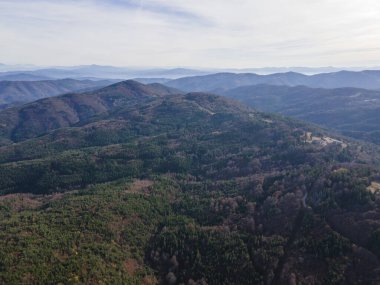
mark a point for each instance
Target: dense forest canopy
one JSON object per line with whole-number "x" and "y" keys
{"x": 141, "y": 184}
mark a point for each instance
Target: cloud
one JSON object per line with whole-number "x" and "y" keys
{"x": 216, "y": 33}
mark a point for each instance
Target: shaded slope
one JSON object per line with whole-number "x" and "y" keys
{"x": 219, "y": 201}
{"x": 27, "y": 91}
{"x": 51, "y": 113}
{"x": 354, "y": 112}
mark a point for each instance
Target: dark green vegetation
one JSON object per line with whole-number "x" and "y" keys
{"x": 353, "y": 112}
{"x": 135, "y": 184}
{"x": 27, "y": 91}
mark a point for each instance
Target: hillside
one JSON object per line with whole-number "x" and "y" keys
{"x": 368, "y": 79}
{"x": 353, "y": 112}
{"x": 148, "y": 186}
{"x": 38, "y": 117}
{"x": 27, "y": 91}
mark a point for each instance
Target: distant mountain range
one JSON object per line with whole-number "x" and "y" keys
{"x": 100, "y": 72}
{"x": 369, "y": 79}
{"x": 38, "y": 117}
{"x": 354, "y": 112}
{"x": 27, "y": 91}
{"x": 173, "y": 188}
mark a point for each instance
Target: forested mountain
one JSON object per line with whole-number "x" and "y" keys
{"x": 139, "y": 184}
{"x": 38, "y": 117}
{"x": 354, "y": 112}
{"x": 368, "y": 79}
{"x": 27, "y": 91}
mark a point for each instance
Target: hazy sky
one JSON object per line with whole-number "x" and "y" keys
{"x": 198, "y": 33}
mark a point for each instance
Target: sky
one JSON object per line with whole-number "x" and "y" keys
{"x": 191, "y": 33}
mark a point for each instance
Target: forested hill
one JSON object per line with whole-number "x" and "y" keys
{"x": 148, "y": 186}
{"x": 352, "y": 111}
{"x": 38, "y": 117}
{"x": 27, "y": 91}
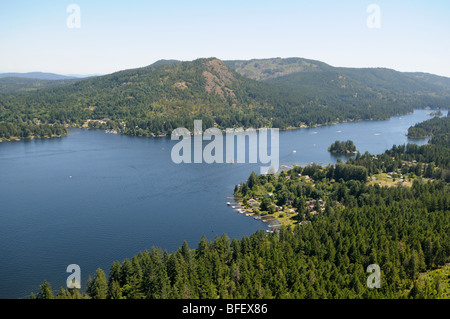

§ Activity: Return exactly the lines of the data, beginning with the first and ending with the line containing "Target: shaded slope". Skip the pictures.

§ Answer to the problem:
mark a point for each instance
Target: dense forest canopy
one JSON object per line with whole-number "x" and "y" keys
{"x": 141, "y": 184}
mark a point for each instance
Target: cloud
one JSON object per line with whole-number "x" and "y" keys
{"x": 216, "y": 33}
mark a point for each instance
Target: shaded slope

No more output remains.